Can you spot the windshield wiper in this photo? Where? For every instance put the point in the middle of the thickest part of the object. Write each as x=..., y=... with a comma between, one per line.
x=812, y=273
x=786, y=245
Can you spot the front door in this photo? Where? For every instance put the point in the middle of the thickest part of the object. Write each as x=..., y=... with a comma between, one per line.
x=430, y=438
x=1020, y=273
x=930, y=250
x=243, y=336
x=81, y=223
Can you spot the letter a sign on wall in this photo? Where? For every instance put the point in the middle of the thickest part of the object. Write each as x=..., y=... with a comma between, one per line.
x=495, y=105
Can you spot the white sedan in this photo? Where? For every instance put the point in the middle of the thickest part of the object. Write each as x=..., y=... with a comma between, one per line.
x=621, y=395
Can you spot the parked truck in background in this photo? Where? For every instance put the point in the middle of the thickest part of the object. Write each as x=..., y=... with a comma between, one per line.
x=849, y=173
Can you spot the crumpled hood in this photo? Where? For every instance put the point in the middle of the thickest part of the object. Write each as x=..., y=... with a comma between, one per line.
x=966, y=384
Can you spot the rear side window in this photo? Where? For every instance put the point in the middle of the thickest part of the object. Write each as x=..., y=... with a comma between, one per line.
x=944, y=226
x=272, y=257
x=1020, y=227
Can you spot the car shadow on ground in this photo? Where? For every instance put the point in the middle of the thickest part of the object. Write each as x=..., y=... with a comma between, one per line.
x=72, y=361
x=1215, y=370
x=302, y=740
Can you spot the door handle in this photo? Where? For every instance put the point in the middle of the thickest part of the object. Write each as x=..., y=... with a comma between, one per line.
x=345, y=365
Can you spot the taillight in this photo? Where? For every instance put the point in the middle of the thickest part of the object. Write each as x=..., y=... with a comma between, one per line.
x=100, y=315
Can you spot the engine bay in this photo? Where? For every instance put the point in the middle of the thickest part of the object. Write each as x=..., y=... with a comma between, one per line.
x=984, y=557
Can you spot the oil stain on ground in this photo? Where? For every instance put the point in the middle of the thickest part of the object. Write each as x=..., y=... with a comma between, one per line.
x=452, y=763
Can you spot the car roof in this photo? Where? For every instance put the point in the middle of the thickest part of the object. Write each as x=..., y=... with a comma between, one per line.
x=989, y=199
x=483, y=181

### [Problem description]
Copy every one of the records above word for word.

### [Answer to the problem]
Can you spot the windshield wiper in this photo? Where? For every instance put the point in the middle of the thickest part of the object. Write each as x=..., y=... with a comma between, one per line.
x=812, y=273
x=786, y=245
Can you spot the front door in this photo? Where? For every instance put the point in the middle of the thickest part of the object. Write each as x=..., y=... with a comma between, one per line.
x=430, y=438
x=1020, y=273
x=930, y=250
x=243, y=336
x=81, y=223
Can you spot the letter a sign on wall in this photo? Where? For every instance put the point in the middle of the thickest part of the object. Write each as x=..., y=... with a comma between, one per line.
x=495, y=105
Can you spot the white sedan in this photo? Where? For every instance put the point in the middle of the thickest part of the object. Write each as x=..., y=... with a comma between, one per line.
x=621, y=395
Can you spot the parked truck in background in this photo? Where? For every instance put the point in the middle of the thickest part of the object. Write each as x=..., y=... with a comma between, one per line.
x=849, y=173
Can you spot the crumpled hood in this photo? Where? For every instance put the point in the middle of the thickest part of the object. Write each as x=..., y=... with a comma between, one per line.
x=966, y=384
Can you spot the rear side window in this photo? Where? For every instance put the point in the middle of the thickest part of the object. Write each as x=..., y=... with a comma between, one per line.
x=944, y=226
x=272, y=257
x=1020, y=227
Can you spot the car shadow on ground in this photo? Where? For every instance put the point in the middle of the thickest part of the object. Write each as x=..., y=... with a comma between, one per line.
x=72, y=361
x=1215, y=370
x=302, y=740
Can you spot the door handle in this photo? Where? For every instance put the point in the middle of the thickest part of the object. Write each as x=..., y=... with a comma between, one per line.
x=345, y=365
Can you spot the taillight in this photo? Where? For every instance put the point in the middle of the thickest part of the object. Write each as x=..., y=... with a comma between, one per line.
x=100, y=315
Can you spot the engine bay in this photo? Where? For every instance put the point in the middle of the thickest part of the object. Write each as x=..., y=... with a comma between, one per line.
x=984, y=557
Can you spot the oil stain on ground in this photo? Where? For every instance put the point in the middle of the thickest part of the object. Write each as x=..., y=... with a comma between, one per line.
x=452, y=763
Can you spot the car roof in this photo? Where? For every instance put the point in the middle of the thickest part of the object. Write each as x=..., y=... with a comma between, one per line.
x=989, y=199
x=483, y=181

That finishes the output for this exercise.